Dataset content:

-- -- --

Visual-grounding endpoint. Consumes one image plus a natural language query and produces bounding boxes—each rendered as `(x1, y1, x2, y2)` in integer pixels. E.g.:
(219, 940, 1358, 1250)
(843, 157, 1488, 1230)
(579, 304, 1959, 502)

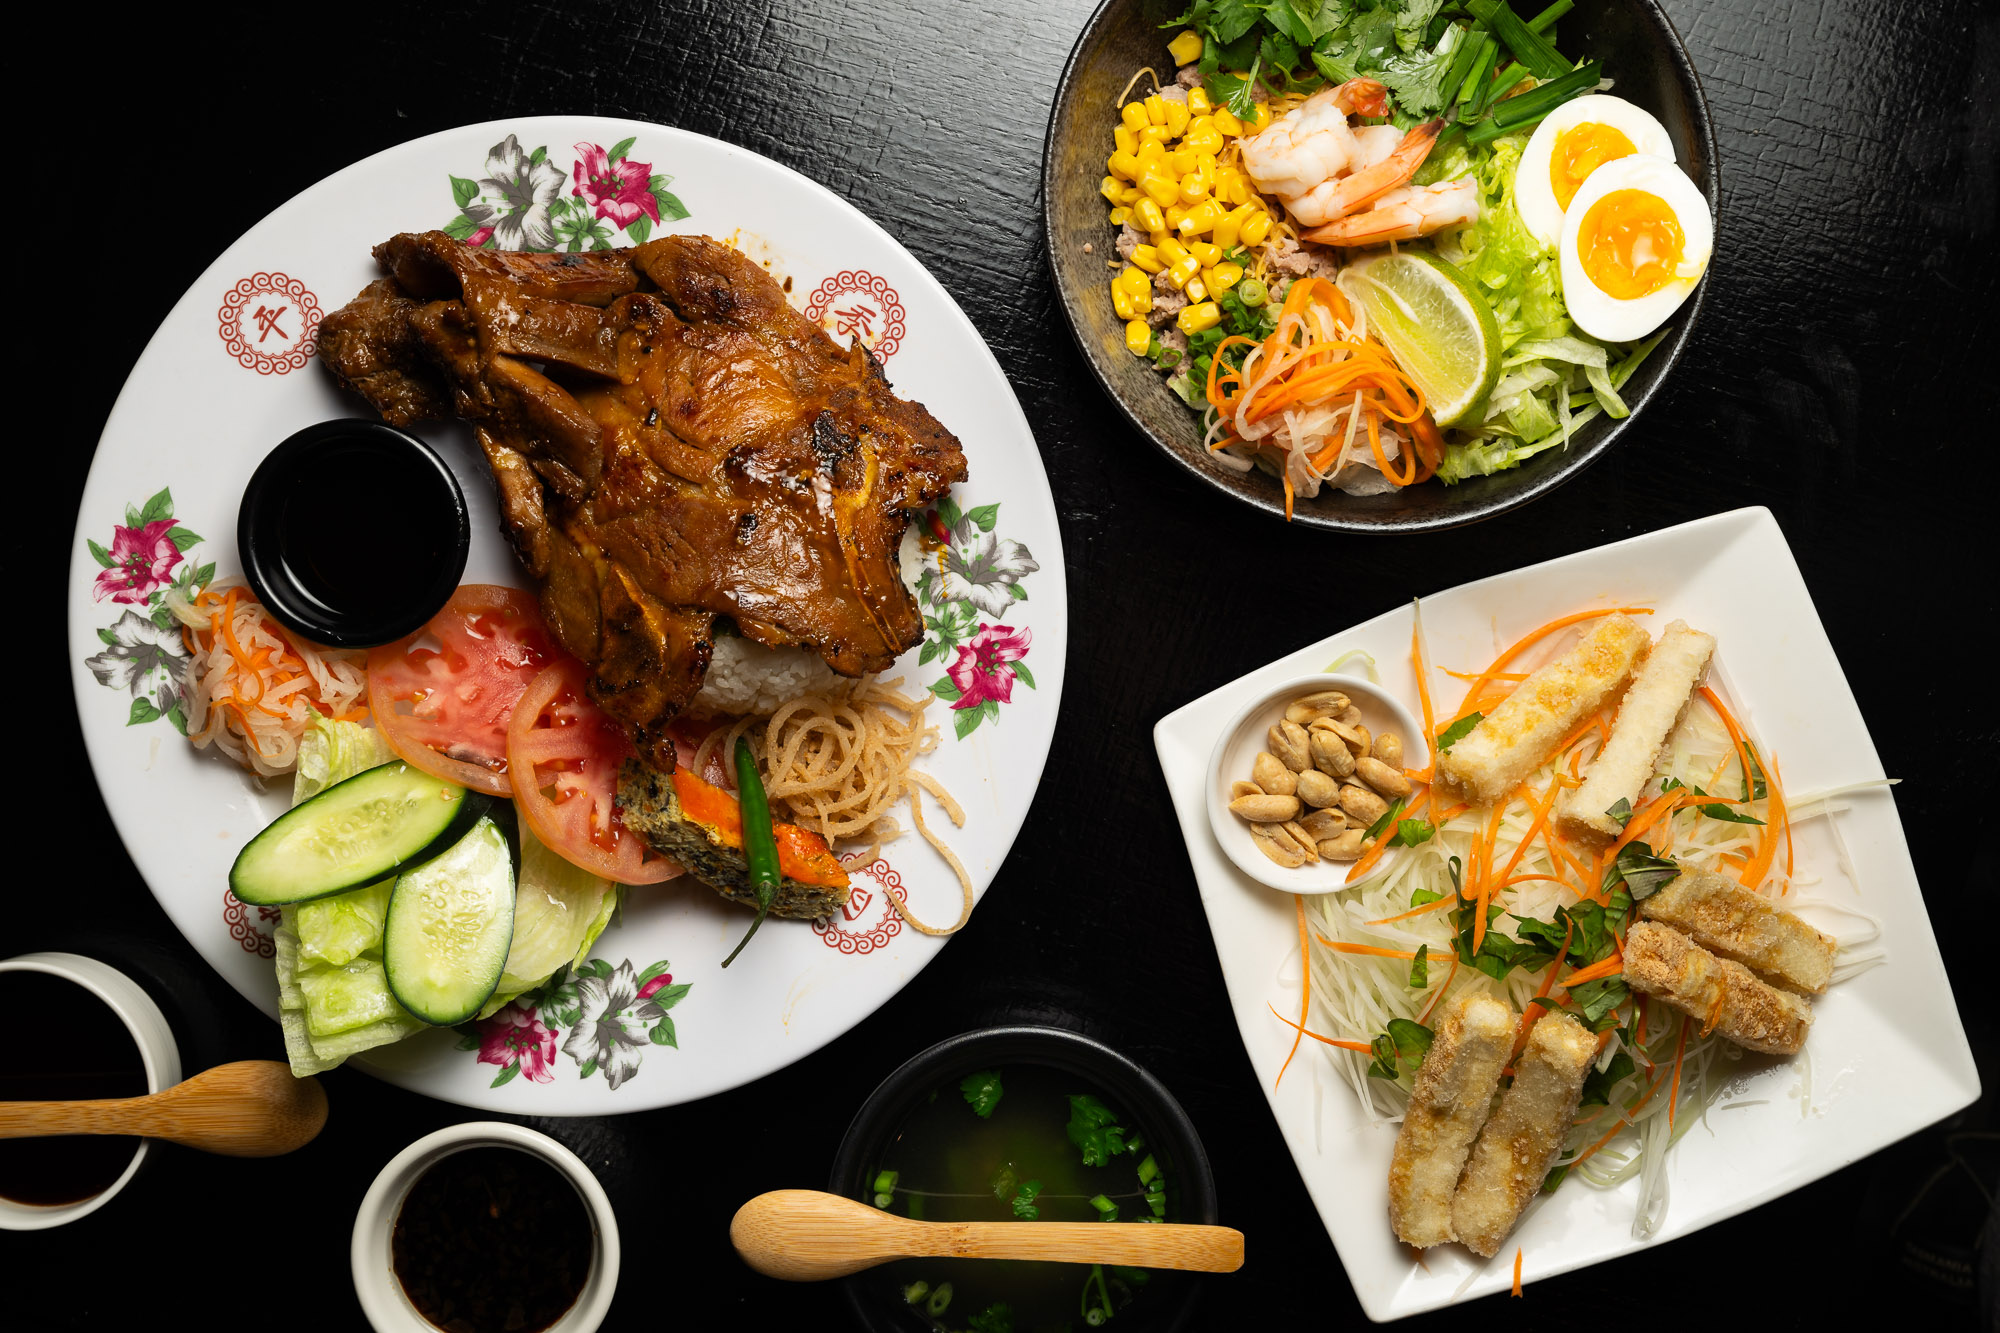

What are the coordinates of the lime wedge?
(1342, 251, 1502, 429)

-- -- --

Problem to solve: The answer should be the records above, unchanged, with the pictures omitted.

Task output:
Visual-grounding endpoint. Consumes one image plus a natural language query and produces bounding boxes—each rendered as `(x1, y1, x2, y2)` in integer pixels. E.g.:
(219, 940, 1358, 1250)
(843, 157, 1488, 1230)
(579, 304, 1959, 502)


What are the coordinates of the lime wedge?
(1342, 251, 1502, 429)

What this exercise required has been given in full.